What is needed » Use the entries below and reproduce exactly the lines from the one containing "Where can the green" down to the one containing "Where can the woman", both of them included.

Records for the task »
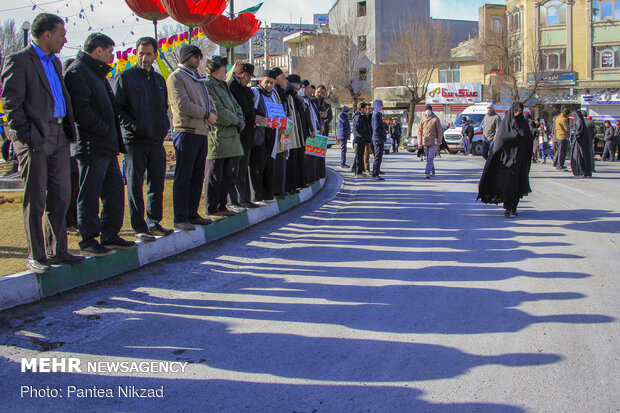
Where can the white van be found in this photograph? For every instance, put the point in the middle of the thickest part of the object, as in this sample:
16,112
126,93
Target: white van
476,114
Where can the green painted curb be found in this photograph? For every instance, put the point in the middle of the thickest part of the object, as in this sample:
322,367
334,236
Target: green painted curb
227,226
66,277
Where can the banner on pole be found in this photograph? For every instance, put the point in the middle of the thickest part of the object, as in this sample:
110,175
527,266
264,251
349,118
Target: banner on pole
317,146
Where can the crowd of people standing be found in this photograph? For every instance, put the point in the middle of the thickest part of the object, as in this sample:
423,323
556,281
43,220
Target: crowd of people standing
71,124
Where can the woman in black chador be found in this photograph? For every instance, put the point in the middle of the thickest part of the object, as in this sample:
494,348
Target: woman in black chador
506,173
581,148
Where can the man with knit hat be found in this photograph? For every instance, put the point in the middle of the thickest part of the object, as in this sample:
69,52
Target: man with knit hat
238,84
261,159
224,141
562,134
193,117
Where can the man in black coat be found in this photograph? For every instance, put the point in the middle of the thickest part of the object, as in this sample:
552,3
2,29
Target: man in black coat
240,194
361,137
142,102
99,143
39,111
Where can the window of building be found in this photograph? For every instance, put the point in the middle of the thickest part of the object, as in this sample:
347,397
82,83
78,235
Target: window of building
363,74
496,24
607,57
553,12
361,43
553,59
361,8
450,73
605,10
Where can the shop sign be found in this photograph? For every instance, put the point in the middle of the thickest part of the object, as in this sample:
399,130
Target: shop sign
449,93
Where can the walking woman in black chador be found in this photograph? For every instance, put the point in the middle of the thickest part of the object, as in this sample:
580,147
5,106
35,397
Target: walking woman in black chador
506,173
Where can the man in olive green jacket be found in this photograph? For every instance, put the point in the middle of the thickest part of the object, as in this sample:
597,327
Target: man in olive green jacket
224,141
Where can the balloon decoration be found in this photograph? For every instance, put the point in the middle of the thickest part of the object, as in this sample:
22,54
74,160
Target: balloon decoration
230,33
194,13
147,9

Result »
Where can the green painted curb be found in this photograph? For every instance, put the point in the middle of the thickest part of the object, as in this sample:
322,367
334,236
Target: green painted curb
227,226
66,277
Where can the banner on pole be found in this photograph? For every instance, put the point in the middle of the thickest part of the object, as in this sample:
110,175
527,266
264,251
349,118
Target: banner on pole
317,146
Where can the crowd of people standing be found in this photograph? For every instance, put the point in the middle of the thickest part of the object, as in this sample:
423,323
556,281
43,220
Target: crowd of people standing
71,124
Where can the woman in black chador be found in this photograph? For every instance, put the point in the middle of the thickest part of the object, as in this sample:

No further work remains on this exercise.